**SELECTION:**
It is hard to say how far this difficulty about the Calcutta
resolutions was vital, or how far a sincere desire for peace might
have explained it away. The mere delay in supplying them to Mr. Tilak
was accidental—the fault of a Surat printer. Mr. Gokhale has said
so, and his word is above suspicion.[51] But he admits that “slight
verbal alterations had been made in one or two of them to remove
ambiguity,” and it was left, as usual, for the Subjects Committee to
decide in what form they should finally be submitted to the Congress.
Unhappily, after the events of the day, there was no chance or
thought of a Subjects Committee meeting, and the disputed alterations
remained unsettled. Some were obviously unimportant, unless a
quarrel was desired on any straw. The change from “the system
of government obtaining in the self-governing Colonies” to “the
self-government enjoyed by other members of the British Empire” in a
draft constitution implied no change of meaning, but, hearing of the
criticism, Mr. Gokhale had himself inserted the word “self-governing”
before “members of the British Empire.” In the Swadeshi resolution,
the Calcutta version had promised “to stimulate the production
of indigenous articles by giving them preference over imported
commodities even at some sacrifice”; in the new draft this sentence
appeared as “to stimulate the consumption of indigenous articles by
giving them preference where possible over imported commodities.”

**OBJECTIVE:** Rewrite the passage on the Calcutta resolutions between "It is hard to" and "to the Congress.", inclusive, substituting "Resolutions Committee" for every occurrence of "Subjects Committee".

**RECORD EXTRACTS:**
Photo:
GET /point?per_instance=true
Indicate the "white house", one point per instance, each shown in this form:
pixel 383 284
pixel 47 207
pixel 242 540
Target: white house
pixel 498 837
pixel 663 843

**REPLY:**
It is hard to say how far this difficulty about the Calcutta
resolutions was vital, or how far a sincere desire for peace might
have explained it away. The mere delay in supplying them to Mr. Tilak
was accidental—the fault of a Surat printer. Mr. Gokhale has said
so, and his word is above suspicion.[51] But he admits that “slight
verbal alterations had been made in one or two of them to remove
ambiguity,” and it was left, as usual, for the Resolutions Committee to
decide in what form they should finally be submitted to the Congress.